-- START OF Text extract --

# BY laws!



## JB93 (Jun 1, 2016)

Do prince hall or mainstream HAVE to purchase paraphernalia from prince hall or mainstream, or yall can buy paraphernalia from anywhere you choose?


----------



## Dontrell Stroman (Jun 1, 2016)

Anywhere you please. I'm a Prince Hall mason and I buy Masonic paraphernalia from a "Mainstream" Shriner international temple. There are lapel pins you can buy that say PHA or GL, but for the most part we mostly wear the same paraphernalia.

Sent from my 831C using My Freemasonry Pro mobile app


----------



## JB93 (Jun 1, 2016)

Do yall by laws require yall to purchase paraphernalia from your home fraternity?


----------



## Bill Lins (Jun 1, 2016)

JB93 said:


> Do yall by laws require yall to purchase paraphernalia from your home fraternity?


No.


----------



## Glen Cook (Jun 1, 2016)

I'm unaware of any state GL which requires purchase from a particular source. UGLE does not. I purchase my aprons and collars from Craftings in Chester


----------



## Bloke (Jun 2, 2016)

JB93 said:


> Do yall by laws require yall to purchase paraphernalia from your home fraternity?



No


----------



## dfreybur (Jun 2, 2016)

Very little paraphernalia of any sort is available from any of my jurisdictions.  Ritual training and Masonic education materials, forms and publications.

-- END OF Text extract --

▶ [Stated exercise 1]:
Answer these questions about the forum thread on buying Masonic paraphernalia:
(a) From what source does Dontrell Stroman buy Masonic paraphernalia?
(b) Where does Glen Cook buy aprons and collars?
(c) Which items does dfreybur name as available from the jurisdictions mentioned?
▶ [Stated exercise 2]:
Continue the forum thread on buying Masonic paraphernalia from its final post.

-- START OF Dataset excerpts --

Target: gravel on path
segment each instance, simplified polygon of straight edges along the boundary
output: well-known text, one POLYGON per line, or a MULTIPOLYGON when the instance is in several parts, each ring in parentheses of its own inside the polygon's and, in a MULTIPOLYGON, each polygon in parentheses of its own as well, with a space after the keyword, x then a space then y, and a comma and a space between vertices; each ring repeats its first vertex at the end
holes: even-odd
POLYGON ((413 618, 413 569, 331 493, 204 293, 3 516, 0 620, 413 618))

-- END OF Dataset excerpts --

▶ [Exercise answer 1]:
(a) A "Mainstream" Shriner international temple.
(b) Craftings in Chester.
(c) Ritual training and Masonic education materials, forms and publications.

▶ [Exercise answer 2]:
Almost all paraphernalia I have seen is from private companies or private individuals.  There should not be any bylaw that favors any specific business.  That's not in line with our values.

Even the shops that I have seen at appendent body centers are actually private companies.


----------



## acjohnson53 (Jun 4, 2016)

Junk Man trying to make his money...


----------



## Bill Lins (Jun 5, 2016)

acjohnson53 said:


> Junk Man trying to make his money...


Ah! You're referring to what our Grand Lodge calls the "Merchandise Committee"- we lovingly (!) call it the "Trinkets & Junque Boys".


----------



## BullDozer Harrell (Jul 6, 2016)

Check your GL By-laws again. 
Doesn't sound right. 

Find out what administration adopted those recommendations, if in fact they are in the book.

Sent from my SM-N910P using My Freemasonry Pro mobile app


----------



## acjohnson53 (Jul 8, 2016)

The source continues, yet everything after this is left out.